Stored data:
= = = = =

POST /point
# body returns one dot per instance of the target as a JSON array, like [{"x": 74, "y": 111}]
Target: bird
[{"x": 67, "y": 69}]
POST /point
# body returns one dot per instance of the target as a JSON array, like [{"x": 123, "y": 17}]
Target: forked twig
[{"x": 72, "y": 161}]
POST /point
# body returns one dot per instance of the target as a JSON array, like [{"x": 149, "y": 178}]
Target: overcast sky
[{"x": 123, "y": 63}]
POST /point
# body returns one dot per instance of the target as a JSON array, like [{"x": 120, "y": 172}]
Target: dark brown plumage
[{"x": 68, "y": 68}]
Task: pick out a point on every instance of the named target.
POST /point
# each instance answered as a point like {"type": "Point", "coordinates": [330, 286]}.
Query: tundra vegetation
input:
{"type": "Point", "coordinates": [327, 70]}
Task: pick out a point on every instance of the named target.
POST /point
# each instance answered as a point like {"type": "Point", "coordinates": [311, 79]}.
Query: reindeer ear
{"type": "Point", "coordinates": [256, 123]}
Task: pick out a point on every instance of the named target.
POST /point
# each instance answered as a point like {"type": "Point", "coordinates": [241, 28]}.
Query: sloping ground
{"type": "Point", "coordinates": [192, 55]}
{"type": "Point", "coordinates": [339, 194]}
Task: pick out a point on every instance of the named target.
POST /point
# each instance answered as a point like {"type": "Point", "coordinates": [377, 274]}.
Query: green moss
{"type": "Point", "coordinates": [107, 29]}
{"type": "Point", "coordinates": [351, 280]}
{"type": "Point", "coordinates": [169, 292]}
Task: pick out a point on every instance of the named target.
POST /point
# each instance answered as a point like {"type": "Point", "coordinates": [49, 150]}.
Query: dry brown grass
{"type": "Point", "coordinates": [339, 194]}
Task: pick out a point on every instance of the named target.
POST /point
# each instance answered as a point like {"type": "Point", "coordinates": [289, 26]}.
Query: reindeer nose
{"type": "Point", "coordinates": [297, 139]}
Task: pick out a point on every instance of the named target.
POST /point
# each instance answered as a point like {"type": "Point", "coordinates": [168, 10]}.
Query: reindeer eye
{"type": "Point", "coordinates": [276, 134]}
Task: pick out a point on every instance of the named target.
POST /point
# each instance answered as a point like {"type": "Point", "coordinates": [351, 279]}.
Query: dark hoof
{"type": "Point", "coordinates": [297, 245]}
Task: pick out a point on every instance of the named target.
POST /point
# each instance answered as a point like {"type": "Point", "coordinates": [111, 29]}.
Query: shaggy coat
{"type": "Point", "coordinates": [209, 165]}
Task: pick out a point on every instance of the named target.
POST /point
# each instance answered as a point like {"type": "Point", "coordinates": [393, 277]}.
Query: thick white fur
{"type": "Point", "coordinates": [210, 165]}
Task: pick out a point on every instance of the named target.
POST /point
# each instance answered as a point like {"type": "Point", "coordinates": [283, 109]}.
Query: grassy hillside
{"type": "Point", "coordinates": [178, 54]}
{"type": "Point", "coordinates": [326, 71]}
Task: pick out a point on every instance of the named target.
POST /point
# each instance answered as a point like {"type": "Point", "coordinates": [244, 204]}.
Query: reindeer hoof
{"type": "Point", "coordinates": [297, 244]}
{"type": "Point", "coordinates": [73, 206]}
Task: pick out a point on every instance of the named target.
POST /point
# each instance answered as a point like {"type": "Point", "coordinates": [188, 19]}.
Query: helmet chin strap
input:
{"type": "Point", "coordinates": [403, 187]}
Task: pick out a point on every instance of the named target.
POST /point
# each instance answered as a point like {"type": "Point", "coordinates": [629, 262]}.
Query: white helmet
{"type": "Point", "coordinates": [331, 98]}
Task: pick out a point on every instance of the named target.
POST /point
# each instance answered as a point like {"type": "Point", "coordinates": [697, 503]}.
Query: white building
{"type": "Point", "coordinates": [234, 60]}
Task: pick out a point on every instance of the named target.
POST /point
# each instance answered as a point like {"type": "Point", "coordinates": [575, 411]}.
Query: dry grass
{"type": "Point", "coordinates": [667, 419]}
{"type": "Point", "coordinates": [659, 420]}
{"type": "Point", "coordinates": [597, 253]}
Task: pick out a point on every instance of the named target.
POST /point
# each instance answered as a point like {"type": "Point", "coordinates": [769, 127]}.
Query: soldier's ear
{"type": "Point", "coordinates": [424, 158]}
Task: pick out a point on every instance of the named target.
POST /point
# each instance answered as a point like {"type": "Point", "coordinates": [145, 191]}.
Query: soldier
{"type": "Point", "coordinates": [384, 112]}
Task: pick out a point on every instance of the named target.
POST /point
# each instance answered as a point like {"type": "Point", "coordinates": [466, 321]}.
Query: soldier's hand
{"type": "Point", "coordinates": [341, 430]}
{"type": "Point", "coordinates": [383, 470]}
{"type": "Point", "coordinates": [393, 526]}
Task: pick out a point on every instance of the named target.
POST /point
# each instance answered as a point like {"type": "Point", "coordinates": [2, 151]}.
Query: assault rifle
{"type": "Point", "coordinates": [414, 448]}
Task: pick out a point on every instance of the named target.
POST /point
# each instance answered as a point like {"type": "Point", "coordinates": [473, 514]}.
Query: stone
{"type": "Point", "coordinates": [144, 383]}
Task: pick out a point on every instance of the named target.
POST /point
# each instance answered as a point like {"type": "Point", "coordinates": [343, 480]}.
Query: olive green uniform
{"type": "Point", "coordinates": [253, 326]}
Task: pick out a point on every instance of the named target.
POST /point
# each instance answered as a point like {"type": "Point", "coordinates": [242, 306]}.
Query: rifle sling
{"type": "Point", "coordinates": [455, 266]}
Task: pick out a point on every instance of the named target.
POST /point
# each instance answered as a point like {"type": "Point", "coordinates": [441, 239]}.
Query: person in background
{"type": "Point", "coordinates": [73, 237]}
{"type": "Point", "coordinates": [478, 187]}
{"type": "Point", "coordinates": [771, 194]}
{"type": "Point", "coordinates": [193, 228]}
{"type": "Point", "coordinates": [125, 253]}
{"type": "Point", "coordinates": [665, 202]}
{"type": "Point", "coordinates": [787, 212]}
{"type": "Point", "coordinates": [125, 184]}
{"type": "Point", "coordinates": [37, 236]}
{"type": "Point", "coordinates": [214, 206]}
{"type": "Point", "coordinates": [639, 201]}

= = = = =

Transcribe the whole listing with nothing added or left out.

POST /point
# body returns one dot per instance of the target as a JSON array, like [{"x": 74, "y": 111}]
Target: bird
[{"x": 67, "y": 69}]
POST /point
# body returns one dot per instance of the target as a JSON array, like [{"x": 123, "y": 17}]
Target: forked twig
[{"x": 72, "y": 161}]
POST /point
# body returns one dot per instance of the target as a JSON array, like [{"x": 149, "y": 178}]
Target: overcast sky
[{"x": 123, "y": 63}]
POST /point
# body returns one dot per instance of the target as a JSON array, like [{"x": 120, "y": 172}]
Target: dark brown plumage
[{"x": 68, "y": 68}]
Task: pick out a point on every instance of the named target.
POST /point
# each instance answered as a point like {"type": "Point", "coordinates": [330, 286]}.
Query: tundra vegetation
input:
{"type": "Point", "coordinates": [327, 70]}
Task: pick out a point on every instance of the named target.
POST /point
# each instance answered as a point like {"type": "Point", "coordinates": [311, 79]}.
Query: reindeer ear
{"type": "Point", "coordinates": [256, 123]}
Task: pick out a point on every instance of the named target.
POST /point
# each instance answered as a point like {"type": "Point", "coordinates": [241, 28]}.
Query: sloping ground
{"type": "Point", "coordinates": [192, 55]}
{"type": "Point", "coordinates": [339, 194]}
Task: pick out a point on every instance of the named target.
POST /point
# each instance answered as a point like {"type": "Point", "coordinates": [377, 274]}.
Query: green moss
{"type": "Point", "coordinates": [107, 29]}
{"type": "Point", "coordinates": [351, 280]}
{"type": "Point", "coordinates": [169, 292]}
Task: pick out a point on every instance of the named target.
POST /point
# each instance answered as a point like {"type": "Point", "coordinates": [49, 150]}.
Query: dry brown grass
{"type": "Point", "coordinates": [339, 194]}
Task: pick out a point on every instance of the named target.
POST /point
# each instance answered as a point like {"type": "Point", "coordinates": [289, 26]}.
Query: reindeer nose
{"type": "Point", "coordinates": [297, 139]}
Task: pick out a point on every instance of the named target.
POST /point
# each instance answered as a point like {"type": "Point", "coordinates": [168, 10]}.
Query: reindeer eye
{"type": "Point", "coordinates": [276, 134]}
Task: pick out a point on every instance of the named target.
POST /point
# each instance answered as a point like {"type": "Point", "coordinates": [351, 279]}.
Query: dark hoof
{"type": "Point", "coordinates": [297, 245]}
Task: pick out a point on every instance of the named target.
POST /point
# each instance answered as a point like {"type": "Point", "coordinates": [111, 29]}.
Query: shaggy coat
{"type": "Point", "coordinates": [209, 165]}
Task: pick out a point on every instance of the named target.
POST /point
# each instance answered as a point like {"type": "Point", "coordinates": [393, 277]}.
Query: thick white fur
{"type": "Point", "coordinates": [210, 165]}
Task: pick out a point on every instance of the named target.
POST /point
# each instance answered as a point like {"type": "Point", "coordinates": [283, 109]}.
Query: grassy hillside
{"type": "Point", "coordinates": [178, 54]}
{"type": "Point", "coordinates": [326, 71]}
Task: pick out a point on every instance of the named target.
POST /point
# each instance answered as a point like {"type": "Point", "coordinates": [244, 204]}.
Query: reindeer hoof
{"type": "Point", "coordinates": [297, 244]}
{"type": "Point", "coordinates": [73, 206]}
Task: pick out a point on every instance of the named target.
POST /point
# each instance answered as a point like {"type": "Point", "coordinates": [188, 19]}.
Query: helmet chin strap
input:
{"type": "Point", "coordinates": [403, 187]}
Task: pick out a point on every instance of the named target.
POST /point
# each instance answered as a point like {"type": "Point", "coordinates": [629, 262]}.
Query: white helmet
{"type": "Point", "coordinates": [331, 98]}
Task: pick out a point on every instance of the named target.
POST /point
# each instance answered as a point like {"type": "Point", "coordinates": [697, 503]}.
Query: white building
{"type": "Point", "coordinates": [234, 60]}
Task: pick out a point on every instance of the named target.
POST /point
# each instance answered as a point like {"type": "Point", "coordinates": [575, 411]}.
Query: dry grass
{"type": "Point", "coordinates": [667, 419]}
{"type": "Point", "coordinates": [659, 420]}
{"type": "Point", "coordinates": [597, 253]}
Task: pick out a point on every instance of the named target.
POST /point
# each instance answered as a point like {"type": "Point", "coordinates": [769, 127]}.
Query: soldier's ear
{"type": "Point", "coordinates": [424, 158]}
Task: pick out a point on every instance of the named target.
POST /point
# each instance answered as a point like {"type": "Point", "coordinates": [145, 191]}.
Query: soldier
{"type": "Point", "coordinates": [384, 112]}
Task: pick out a point on every instance of the named target.
POST /point
# each instance answered as a point like {"type": "Point", "coordinates": [466, 321]}.
Query: soldier's hand
{"type": "Point", "coordinates": [341, 430]}
{"type": "Point", "coordinates": [383, 470]}
{"type": "Point", "coordinates": [393, 526]}
Task: pick out a point on every instance of the named target.
POST /point
# each instance answered as a point like {"type": "Point", "coordinates": [2, 151]}.
Query: assault rifle
{"type": "Point", "coordinates": [414, 448]}
Task: pick out a point on every instance of the named target.
POST /point
# each instance answered as a point like {"type": "Point", "coordinates": [473, 514]}.
Query: stone
{"type": "Point", "coordinates": [144, 383]}
Task: pick out a point on every instance of the named target.
POST /point
# each instance answered as a point like {"type": "Point", "coordinates": [343, 480]}.
Query: olive green uniform
{"type": "Point", "coordinates": [253, 326]}
Task: pick out a point on every instance of the named target.
POST /point
# each instance answered as a point like {"type": "Point", "coordinates": [242, 306]}.
Query: rifle sling
{"type": "Point", "coordinates": [455, 266]}
Task: pick out a point on every instance of the named target.
POST /point
# each instance answered as a point like {"type": "Point", "coordinates": [441, 239]}.
Query: person in background
{"type": "Point", "coordinates": [73, 237]}
{"type": "Point", "coordinates": [478, 187]}
{"type": "Point", "coordinates": [771, 194]}
{"type": "Point", "coordinates": [193, 228]}
{"type": "Point", "coordinates": [125, 253]}
{"type": "Point", "coordinates": [665, 202]}
{"type": "Point", "coordinates": [787, 212]}
{"type": "Point", "coordinates": [125, 184]}
{"type": "Point", "coordinates": [37, 236]}
{"type": "Point", "coordinates": [214, 206]}
{"type": "Point", "coordinates": [639, 201]}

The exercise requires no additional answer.